What to do: All lines below must be repeated exactly, with the pictures omitted.

Listing:
-*-*-
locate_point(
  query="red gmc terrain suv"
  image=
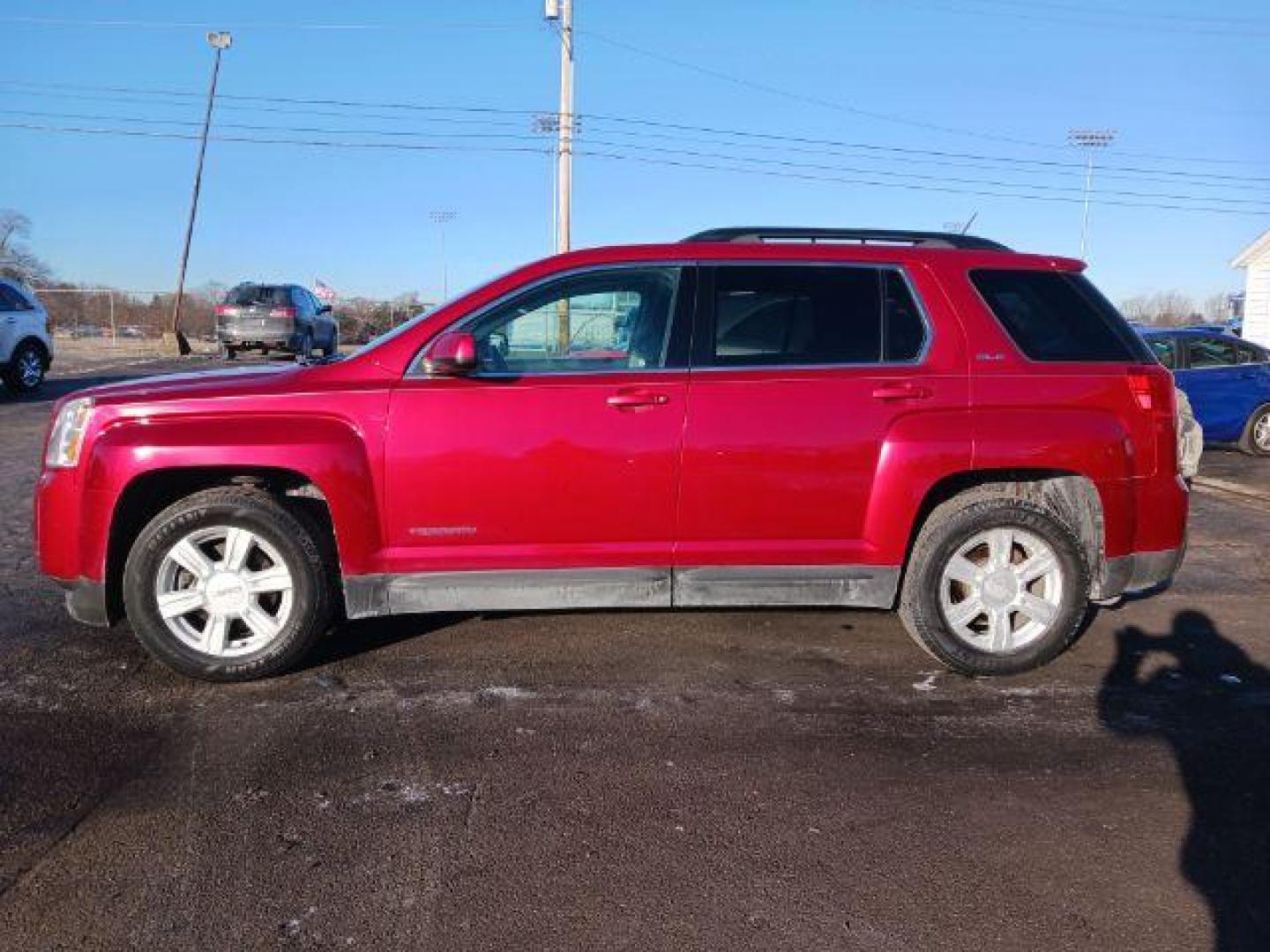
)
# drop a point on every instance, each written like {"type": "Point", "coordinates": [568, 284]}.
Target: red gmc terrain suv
{"type": "Point", "coordinates": [753, 417]}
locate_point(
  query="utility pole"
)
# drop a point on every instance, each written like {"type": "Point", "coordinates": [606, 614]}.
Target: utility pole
{"type": "Point", "coordinates": [444, 216]}
{"type": "Point", "coordinates": [1088, 140]}
{"type": "Point", "coordinates": [562, 11]}
{"type": "Point", "coordinates": [220, 42]}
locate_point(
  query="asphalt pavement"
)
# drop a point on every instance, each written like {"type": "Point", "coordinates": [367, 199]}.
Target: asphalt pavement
{"type": "Point", "coordinates": [799, 779]}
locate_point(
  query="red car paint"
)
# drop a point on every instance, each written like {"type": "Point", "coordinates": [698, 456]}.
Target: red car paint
{"type": "Point", "coordinates": [764, 466]}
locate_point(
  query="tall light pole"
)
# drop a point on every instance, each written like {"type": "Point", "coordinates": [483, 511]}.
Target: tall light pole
{"type": "Point", "coordinates": [562, 11]}
{"type": "Point", "coordinates": [1088, 140]}
{"type": "Point", "coordinates": [220, 42]}
{"type": "Point", "coordinates": [444, 216]}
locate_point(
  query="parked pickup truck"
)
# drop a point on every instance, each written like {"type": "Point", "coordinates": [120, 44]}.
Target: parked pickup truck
{"type": "Point", "coordinates": [752, 417]}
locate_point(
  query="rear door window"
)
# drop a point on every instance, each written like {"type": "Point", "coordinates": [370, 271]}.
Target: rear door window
{"type": "Point", "coordinates": [1212, 352]}
{"type": "Point", "coordinates": [1058, 316]}
{"type": "Point", "coordinates": [817, 315]}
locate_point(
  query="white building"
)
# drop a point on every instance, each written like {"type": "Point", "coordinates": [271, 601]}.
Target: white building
{"type": "Point", "coordinates": [1255, 259]}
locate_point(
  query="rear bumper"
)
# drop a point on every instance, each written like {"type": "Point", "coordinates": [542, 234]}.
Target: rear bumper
{"type": "Point", "coordinates": [1140, 571]}
{"type": "Point", "coordinates": [86, 602]}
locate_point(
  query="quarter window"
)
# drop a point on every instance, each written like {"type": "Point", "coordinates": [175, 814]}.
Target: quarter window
{"type": "Point", "coordinates": [1165, 351]}
{"type": "Point", "coordinates": [1058, 316]}
{"type": "Point", "coordinates": [773, 315]}
{"type": "Point", "coordinates": [594, 322]}
{"type": "Point", "coordinates": [1212, 352]}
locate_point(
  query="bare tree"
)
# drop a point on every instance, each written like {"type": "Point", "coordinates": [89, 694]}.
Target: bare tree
{"type": "Point", "coordinates": [1137, 309]}
{"type": "Point", "coordinates": [17, 260]}
{"type": "Point", "coordinates": [1172, 309]}
{"type": "Point", "coordinates": [1217, 308]}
-*-*-
Solution below:
locate_point(
  query="red gmc terrain suv"
  image=
)
# drop a point on every instance, each written like {"type": "Point", "coordinates": [568, 284]}.
Target: red gmc terrain suv
{"type": "Point", "coordinates": [753, 417]}
locate_point(
  query="utility pole"
)
# drop a point on every instance, each written like {"type": "Point", "coordinates": [606, 614]}.
Target: utility pole
{"type": "Point", "coordinates": [444, 216]}
{"type": "Point", "coordinates": [1088, 140]}
{"type": "Point", "coordinates": [562, 11]}
{"type": "Point", "coordinates": [220, 42]}
locate_point(
  query="asphalt pavement"
)
# drop a point on every instance, each written like {"type": "Point", "coordinates": [367, 199]}.
Target: asphalt pavement
{"type": "Point", "coordinates": [799, 779]}
locate_point(
  query="red car paint"
)
# drop a point on every instance, each written like {"type": "Point", "coordinates": [698, 456]}.
Target: red car paint
{"type": "Point", "coordinates": [764, 466]}
locate_point(
  query="tall light pole"
)
# drop a point on every instance, each written like {"type": "Point", "coordinates": [483, 511]}.
Target: tall light pole
{"type": "Point", "coordinates": [562, 11]}
{"type": "Point", "coordinates": [1088, 140]}
{"type": "Point", "coordinates": [220, 42]}
{"type": "Point", "coordinates": [444, 216]}
locate_point(
  query="parked pickup truck"
)
# drop a point on every instance, each written like {"type": "Point", "coordinates": [120, 44]}.
Target: parked pickup truck
{"type": "Point", "coordinates": [752, 417]}
locate_point(
  query="rear door window"
)
# drop a point on every instance, each written like {"type": "Point", "coordinates": [370, 271]}.
Target: rear door window
{"type": "Point", "coordinates": [1212, 352]}
{"type": "Point", "coordinates": [1058, 316]}
{"type": "Point", "coordinates": [817, 315]}
locate_point(
  query="white building"
)
# drop a point on every instance, each written like {"type": "Point", "coordinates": [271, 601]}.
Target: white building
{"type": "Point", "coordinates": [1255, 259]}
locate_point(
  query="rear bumper"
)
# drop a point on every instance, each written like {"type": "Point", "coordinates": [542, 234]}.
Target: rear bumper
{"type": "Point", "coordinates": [1140, 571]}
{"type": "Point", "coordinates": [86, 602]}
locate_point(
  query="quarter window"
)
# drop a point on every instance, each written like {"type": "Point", "coordinates": [175, 814]}.
Target: quarter window
{"type": "Point", "coordinates": [1165, 351]}
{"type": "Point", "coordinates": [1058, 316]}
{"type": "Point", "coordinates": [773, 315]}
{"type": "Point", "coordinates": [594, 322]}
{"type": "Point", "coordinates": [1212, 352]}
locate_point(
  query="bare tree"
)
# drop a point on every instance, each written like {"type": "Point", "coordinates": [89, 694]}.
Target: bare tree
{"type": "Point", "coordinates": [1137, 309]}
{"type": "Point", "coordinates": [17, 260]}
{"type": "Point", "coordinates": [1172, 309]}
{"type": "Point", "coordinates": [1217, 308]}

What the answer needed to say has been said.